▸ **EXERCISE AIM**: Reproduce the stretch from the line containing "# test: pointer marks the car roof" through the end of the records, substituting "vehicle roof" for every occurrence of "car roof" and leaving everything else unchanged.

▸ **DATA EXTRACT**:
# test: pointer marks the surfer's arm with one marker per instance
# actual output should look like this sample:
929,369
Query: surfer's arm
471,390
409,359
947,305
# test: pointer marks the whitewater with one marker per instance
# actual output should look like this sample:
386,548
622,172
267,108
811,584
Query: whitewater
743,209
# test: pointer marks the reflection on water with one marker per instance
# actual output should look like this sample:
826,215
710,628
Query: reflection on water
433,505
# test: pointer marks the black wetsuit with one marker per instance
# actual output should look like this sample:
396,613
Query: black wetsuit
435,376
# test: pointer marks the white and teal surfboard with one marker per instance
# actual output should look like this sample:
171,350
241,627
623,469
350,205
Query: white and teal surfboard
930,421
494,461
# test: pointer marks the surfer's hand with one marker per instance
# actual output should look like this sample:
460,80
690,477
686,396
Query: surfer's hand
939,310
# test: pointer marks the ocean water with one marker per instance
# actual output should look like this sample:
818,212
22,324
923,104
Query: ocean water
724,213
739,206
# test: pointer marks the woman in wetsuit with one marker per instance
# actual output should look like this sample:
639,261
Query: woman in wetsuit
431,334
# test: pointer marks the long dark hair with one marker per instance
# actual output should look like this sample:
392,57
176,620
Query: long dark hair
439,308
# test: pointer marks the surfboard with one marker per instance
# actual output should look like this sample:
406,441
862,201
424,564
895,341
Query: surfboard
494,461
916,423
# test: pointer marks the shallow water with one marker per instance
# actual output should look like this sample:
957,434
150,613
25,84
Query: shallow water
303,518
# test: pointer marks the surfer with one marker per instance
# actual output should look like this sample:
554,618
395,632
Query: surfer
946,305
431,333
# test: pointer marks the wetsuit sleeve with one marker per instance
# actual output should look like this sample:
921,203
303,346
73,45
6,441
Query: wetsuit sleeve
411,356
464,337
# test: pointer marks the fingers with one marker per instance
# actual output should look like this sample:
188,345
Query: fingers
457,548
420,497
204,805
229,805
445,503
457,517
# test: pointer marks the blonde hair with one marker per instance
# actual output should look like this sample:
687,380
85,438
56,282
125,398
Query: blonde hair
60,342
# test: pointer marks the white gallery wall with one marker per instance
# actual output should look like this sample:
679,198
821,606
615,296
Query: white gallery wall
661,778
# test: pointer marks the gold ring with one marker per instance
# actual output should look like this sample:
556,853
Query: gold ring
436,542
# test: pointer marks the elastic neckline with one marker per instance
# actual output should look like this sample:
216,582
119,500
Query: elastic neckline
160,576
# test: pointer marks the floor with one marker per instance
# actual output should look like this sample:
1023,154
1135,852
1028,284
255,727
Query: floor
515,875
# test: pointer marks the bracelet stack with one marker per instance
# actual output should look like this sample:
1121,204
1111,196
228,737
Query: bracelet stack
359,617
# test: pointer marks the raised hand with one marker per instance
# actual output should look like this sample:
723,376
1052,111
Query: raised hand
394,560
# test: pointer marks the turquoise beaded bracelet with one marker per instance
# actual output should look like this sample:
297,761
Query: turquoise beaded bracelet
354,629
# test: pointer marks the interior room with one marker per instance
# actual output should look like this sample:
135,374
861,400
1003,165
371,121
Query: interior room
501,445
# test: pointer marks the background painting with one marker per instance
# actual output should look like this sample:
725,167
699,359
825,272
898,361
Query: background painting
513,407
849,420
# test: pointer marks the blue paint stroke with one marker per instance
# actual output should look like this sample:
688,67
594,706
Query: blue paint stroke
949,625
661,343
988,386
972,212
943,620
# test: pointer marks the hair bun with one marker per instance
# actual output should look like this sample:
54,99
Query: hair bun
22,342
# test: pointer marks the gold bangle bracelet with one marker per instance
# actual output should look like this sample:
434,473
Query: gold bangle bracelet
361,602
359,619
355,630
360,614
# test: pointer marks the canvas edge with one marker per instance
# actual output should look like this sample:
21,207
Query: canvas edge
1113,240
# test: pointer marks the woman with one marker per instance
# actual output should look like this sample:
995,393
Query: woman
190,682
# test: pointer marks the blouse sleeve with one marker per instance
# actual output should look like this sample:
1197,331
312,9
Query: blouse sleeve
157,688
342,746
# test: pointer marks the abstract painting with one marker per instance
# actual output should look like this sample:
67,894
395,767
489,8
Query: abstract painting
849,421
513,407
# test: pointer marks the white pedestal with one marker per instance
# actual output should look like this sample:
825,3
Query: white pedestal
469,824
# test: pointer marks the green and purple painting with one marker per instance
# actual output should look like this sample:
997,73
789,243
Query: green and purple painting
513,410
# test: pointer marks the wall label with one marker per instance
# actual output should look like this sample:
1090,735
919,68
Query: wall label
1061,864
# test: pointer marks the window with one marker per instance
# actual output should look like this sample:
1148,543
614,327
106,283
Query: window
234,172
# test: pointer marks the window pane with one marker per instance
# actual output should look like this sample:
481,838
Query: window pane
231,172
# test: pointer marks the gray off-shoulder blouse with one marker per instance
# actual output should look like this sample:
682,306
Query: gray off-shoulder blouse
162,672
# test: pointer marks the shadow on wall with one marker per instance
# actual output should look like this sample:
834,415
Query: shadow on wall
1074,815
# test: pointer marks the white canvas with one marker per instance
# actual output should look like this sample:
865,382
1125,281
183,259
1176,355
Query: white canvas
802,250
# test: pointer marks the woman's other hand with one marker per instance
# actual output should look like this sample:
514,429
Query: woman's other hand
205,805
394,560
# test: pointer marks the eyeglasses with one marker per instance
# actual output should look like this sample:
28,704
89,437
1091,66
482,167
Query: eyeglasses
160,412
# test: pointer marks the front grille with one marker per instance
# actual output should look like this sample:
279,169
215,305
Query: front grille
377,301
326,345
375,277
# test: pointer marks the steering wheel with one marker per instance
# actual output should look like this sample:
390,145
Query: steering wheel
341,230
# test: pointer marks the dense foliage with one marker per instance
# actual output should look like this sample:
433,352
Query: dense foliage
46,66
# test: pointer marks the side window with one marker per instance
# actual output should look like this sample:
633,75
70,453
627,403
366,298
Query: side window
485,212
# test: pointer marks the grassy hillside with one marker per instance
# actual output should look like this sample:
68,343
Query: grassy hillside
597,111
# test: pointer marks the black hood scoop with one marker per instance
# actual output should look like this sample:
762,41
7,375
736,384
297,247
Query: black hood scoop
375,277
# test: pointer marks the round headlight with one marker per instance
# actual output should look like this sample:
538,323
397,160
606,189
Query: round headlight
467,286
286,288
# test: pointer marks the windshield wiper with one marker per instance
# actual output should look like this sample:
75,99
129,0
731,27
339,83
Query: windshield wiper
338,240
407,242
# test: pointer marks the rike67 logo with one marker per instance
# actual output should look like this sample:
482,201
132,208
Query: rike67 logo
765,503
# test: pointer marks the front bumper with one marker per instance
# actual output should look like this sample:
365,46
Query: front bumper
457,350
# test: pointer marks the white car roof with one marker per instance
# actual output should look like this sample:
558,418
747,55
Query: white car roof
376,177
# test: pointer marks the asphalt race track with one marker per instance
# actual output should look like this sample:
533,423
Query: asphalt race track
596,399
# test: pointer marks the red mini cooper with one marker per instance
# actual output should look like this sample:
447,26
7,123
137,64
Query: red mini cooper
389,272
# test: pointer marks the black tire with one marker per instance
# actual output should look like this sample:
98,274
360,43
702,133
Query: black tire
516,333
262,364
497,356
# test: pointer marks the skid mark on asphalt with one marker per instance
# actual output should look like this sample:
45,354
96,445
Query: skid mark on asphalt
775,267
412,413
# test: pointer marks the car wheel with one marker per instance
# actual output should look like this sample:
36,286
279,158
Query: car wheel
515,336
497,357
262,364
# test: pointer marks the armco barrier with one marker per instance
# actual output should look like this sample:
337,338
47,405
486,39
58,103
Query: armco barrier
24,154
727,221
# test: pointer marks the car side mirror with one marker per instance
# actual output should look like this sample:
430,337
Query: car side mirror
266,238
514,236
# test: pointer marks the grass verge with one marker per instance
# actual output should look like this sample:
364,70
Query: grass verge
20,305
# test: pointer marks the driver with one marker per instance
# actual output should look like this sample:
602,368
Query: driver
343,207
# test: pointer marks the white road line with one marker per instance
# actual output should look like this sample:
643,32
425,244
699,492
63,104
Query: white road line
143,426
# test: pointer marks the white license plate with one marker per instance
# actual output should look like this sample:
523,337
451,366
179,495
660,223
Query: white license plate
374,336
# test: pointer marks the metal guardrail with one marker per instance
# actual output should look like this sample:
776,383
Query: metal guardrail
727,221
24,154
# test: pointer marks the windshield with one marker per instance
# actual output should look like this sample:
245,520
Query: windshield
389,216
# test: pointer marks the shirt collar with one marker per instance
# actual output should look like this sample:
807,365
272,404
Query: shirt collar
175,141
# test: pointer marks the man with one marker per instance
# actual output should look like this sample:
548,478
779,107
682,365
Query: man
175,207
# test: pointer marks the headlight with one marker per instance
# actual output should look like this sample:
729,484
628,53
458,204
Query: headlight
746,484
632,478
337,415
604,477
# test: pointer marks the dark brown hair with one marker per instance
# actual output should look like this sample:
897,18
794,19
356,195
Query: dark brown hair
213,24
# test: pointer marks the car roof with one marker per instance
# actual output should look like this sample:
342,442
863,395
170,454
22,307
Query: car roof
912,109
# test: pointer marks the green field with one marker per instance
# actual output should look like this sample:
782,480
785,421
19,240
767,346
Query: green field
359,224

▸ **EXERCISE OUTPUT**:
# test: pointer marks the vehicle roof with one marker per instance
# actual output should look like this sample:
342,442
863,395
170,454
22,307
Query: vehicle roof
912,109
# test: pointer marks the green field with one marker per instance
# actual output should look like this sample:
782,480
785,421
19,240
767,346
Query: green field
359,224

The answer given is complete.